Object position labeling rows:

((

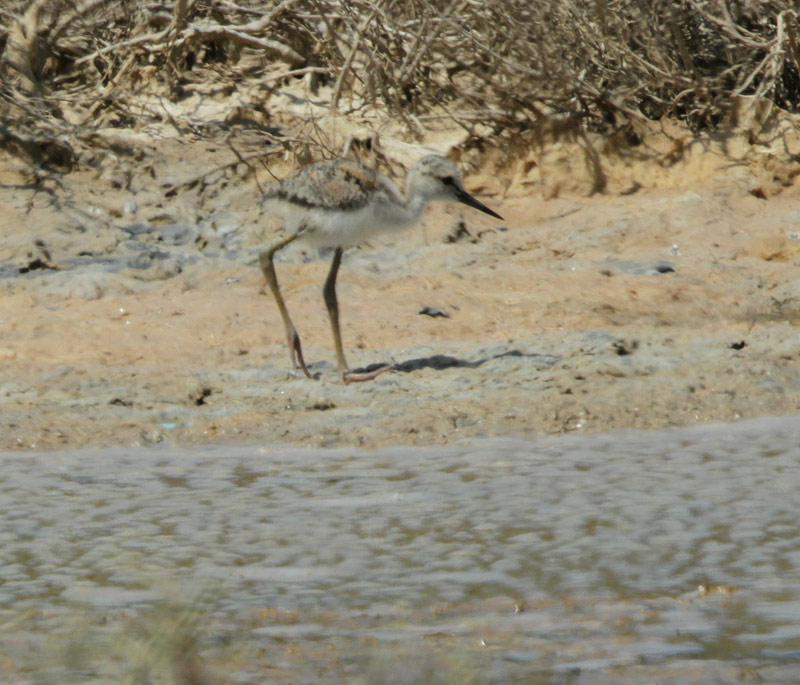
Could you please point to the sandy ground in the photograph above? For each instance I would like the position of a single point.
(133, 310)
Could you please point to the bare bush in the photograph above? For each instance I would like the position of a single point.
(500, 68)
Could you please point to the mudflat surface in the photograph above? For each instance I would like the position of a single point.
(133, 311)
(638, 556)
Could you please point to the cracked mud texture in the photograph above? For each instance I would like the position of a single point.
(134, 315)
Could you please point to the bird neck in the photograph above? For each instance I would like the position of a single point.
(415, 205)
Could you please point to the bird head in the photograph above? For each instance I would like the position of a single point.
(437, 178)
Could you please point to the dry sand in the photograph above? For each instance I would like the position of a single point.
(671, 298)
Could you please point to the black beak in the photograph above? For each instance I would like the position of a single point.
(467, 199)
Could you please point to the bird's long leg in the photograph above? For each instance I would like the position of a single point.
(293, 339)
(329, 293)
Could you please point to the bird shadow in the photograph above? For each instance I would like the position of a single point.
(439, 362)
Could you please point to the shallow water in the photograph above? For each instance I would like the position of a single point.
(668, 556)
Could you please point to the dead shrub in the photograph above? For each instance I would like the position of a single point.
(499, 68)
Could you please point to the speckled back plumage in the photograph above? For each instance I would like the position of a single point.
(337, 185)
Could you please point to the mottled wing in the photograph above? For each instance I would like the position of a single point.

))

SHORT PROBLEM:
Can you extract every line of the rows above verbatim, leaving the pictures out?

THE RESULT:
Could you please point to the sandy ground in the photograph above? For each instance I would like the position of a single point.
(133, 310)
Could you please point to the bare bush in the photograph above? For each instance I would like the position of a single point.
(500, 68)
Could you please point to the mudflat surface in the photograph above? For each instance I would like the position of a single point.
(133, 311)
(638, 556)
Could you please point to the cracked mud texture in the photograph above? For each instance I would like the position of a single point.
(134, 315)
Could you please point to the bird neck in the photograph above? For each instance I would like the position of a single point.
(415, 205)
Could you please point to the bird head in the photograph above? For each instance I would like the position of a single point.
(437, 178)
Could you please point to the dry sand in the photograph above? For each instance I would like the position of a single point.
(671, 298)
Could you please point to the black beak in the photograph above? For each instance I would like the position of a single point.
(467, 199)
Could you please point to the bird's long leg in the photograph above? For each instance I would like the position of a single point.
(293, 339)
(329, 293)
Could you please point to the bird shadow in the photograph above? For each instance I would like the position of a single point.
(439, 362)
Could you please point to the shallow water in the photograph above? For each instance I would like the position of a single point.
(668, 556)
Could you please point to the dead shrub in the photograph above? For each instance I would like the position of a single point.
(499, 68)
Could you please point to the speckled back plumage in the photograph above? For each instance I would like the position of a single point.
(337, 185)
Could you please point to the mottled wing in the photograph above? For each instance I would like the position of a single point.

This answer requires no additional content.